* **Written exercise A**:
Copy the stretch of the cemetery passage from "In my wanderings, I" through "expressive than we?".
* **Written exercise B**:
In the cemetery passage, what kind of tree grew near the parents' grave?

* **Text section**:
* START *
The little cedar sapling near my parents’ grave had grown some, now casting a gentle shade yet allowing soft golden sunrays to fall upon their single headstone.  I strolled up the grassy knoll to their graves, then stood, reminisced and felt a nearness, yet I knew better.   There's something about cemeteries that can be cathartic and peace giving to the soul, if allowed.  And I did.

After my quiet time, a reflective heart and a few amens, I found myself browsing among the headstones and recognizing names carved on them, long forgotten.  Over there were both my favorite grade and high school teachers, who were quiet aged even when I was in their classes.  Going along, I saw dear old friends who had been stalwarts in our little town and in the small one room church so dear to Mom.  Further on I came upon the school janitor who always had a joke or a good word for us kids, then there were shopkeepers, coaches, soldiers, the mayor, the scout leader, a former neighbor, parents of some of my old school buddies and yes, even some of them.  They were about my age, way too young to be there already.  Beneath each stone was an interesting story worth knowing but no one to tell it.  

In my wanderings, I began to notice another thing.  Especially on the older headstones, some dating back a century or more, there were sentiments or epitaphs chiseled by stone artists, thoughtfully authored by family and friends.  Each were written to quietly pay tribute to some aspect of the dearly beloved’s life, the emotions of being missed, tragedies, relationships, untimeliness of death, age, Jesus, and expressions of hope and assurance of the life hereafter.  For some reason the more expressive and elegant missives were found on the older stones whose beautiful granite had been impaired by time, erosion, and the patina of moss that crept across the fascia as if to hide the thoughts of those once remembered.  Could it be that our ancestors were better wordsmiths and more expressive than we?
* END *
* **Rows**:
* START *
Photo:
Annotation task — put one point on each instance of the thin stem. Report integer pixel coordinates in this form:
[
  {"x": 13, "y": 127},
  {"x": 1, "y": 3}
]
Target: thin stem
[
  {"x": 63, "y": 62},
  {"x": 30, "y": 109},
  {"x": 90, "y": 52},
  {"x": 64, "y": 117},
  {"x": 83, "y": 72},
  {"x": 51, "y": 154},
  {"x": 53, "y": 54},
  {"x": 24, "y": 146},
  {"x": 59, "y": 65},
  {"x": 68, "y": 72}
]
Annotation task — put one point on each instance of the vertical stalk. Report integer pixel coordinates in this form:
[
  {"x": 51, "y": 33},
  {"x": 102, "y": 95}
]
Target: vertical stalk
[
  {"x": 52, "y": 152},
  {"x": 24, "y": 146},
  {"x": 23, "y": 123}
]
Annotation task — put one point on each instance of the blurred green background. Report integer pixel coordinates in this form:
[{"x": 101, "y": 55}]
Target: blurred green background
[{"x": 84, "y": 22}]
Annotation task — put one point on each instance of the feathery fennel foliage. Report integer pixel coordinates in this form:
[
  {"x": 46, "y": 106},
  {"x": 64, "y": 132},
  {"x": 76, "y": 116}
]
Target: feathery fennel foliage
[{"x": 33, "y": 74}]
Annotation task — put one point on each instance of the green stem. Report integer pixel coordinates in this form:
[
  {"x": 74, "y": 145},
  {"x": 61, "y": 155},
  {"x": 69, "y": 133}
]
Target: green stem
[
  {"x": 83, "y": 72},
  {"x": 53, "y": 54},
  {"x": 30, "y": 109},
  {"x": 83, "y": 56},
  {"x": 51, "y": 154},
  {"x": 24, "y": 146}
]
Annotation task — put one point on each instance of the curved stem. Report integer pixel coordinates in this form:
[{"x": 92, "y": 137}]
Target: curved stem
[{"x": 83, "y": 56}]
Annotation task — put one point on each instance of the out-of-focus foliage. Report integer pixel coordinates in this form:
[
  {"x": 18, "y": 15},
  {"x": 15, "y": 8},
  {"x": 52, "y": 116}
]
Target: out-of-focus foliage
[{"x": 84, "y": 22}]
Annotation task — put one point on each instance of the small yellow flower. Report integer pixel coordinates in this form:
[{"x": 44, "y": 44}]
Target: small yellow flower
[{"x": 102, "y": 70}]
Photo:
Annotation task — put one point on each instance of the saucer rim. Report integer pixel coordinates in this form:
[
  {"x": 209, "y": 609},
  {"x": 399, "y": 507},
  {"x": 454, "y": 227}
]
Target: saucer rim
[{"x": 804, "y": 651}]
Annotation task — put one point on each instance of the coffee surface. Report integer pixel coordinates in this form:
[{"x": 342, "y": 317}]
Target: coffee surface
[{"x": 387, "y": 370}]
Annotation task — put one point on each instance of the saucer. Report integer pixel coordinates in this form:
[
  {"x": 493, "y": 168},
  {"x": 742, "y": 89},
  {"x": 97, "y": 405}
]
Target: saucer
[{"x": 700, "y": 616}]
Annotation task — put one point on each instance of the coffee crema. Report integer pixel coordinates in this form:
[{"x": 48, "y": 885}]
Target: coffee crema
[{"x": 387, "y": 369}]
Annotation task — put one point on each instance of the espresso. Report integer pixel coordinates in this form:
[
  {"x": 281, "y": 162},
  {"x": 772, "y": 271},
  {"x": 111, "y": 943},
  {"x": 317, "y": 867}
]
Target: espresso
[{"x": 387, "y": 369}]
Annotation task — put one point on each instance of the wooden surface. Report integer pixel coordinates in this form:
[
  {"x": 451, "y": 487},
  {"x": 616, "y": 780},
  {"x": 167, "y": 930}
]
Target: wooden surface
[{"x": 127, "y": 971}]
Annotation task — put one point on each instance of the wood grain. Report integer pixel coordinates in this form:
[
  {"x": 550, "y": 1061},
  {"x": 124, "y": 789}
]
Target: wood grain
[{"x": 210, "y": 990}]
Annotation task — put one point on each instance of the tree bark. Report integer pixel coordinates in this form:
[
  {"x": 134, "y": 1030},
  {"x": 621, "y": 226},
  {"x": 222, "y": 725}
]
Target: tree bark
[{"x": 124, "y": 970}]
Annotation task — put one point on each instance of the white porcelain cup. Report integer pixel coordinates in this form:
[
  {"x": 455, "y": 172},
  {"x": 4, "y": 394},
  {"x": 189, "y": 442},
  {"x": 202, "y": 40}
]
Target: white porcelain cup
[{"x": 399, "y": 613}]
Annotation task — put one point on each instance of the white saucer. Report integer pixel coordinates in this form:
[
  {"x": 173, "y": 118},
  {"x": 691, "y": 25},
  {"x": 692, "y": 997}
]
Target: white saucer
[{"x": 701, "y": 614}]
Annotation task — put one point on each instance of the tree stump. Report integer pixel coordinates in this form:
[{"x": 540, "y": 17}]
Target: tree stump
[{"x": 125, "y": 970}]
* END *
* **Task solution A**:
In my wanderings, I began to notice another thing.  Especially on the older headstones, some dating back a century or more, there were sentiments or epitaphs chiseled by stone artists, thoughtfully authored by family and friends.  Each were written to quietly pay tribute to some aspect of the dearly beloved’s life, the emotions of being missed, tragedies, relationships, untimeliness of death, age, Jesus, and expressions of hope and assurance of the life hereafter.  For some reason the more expressive and elegant missives were found on the older stones whose beautiful granite had been impaired by time, erosion, and the patina of moss that crept across the fascia as if to hide the thoughts of those once remembered.  Could it be that our ancestors were better wordsmiths and more expressive than we?

* **Task solution B**:
A little cedar sapling.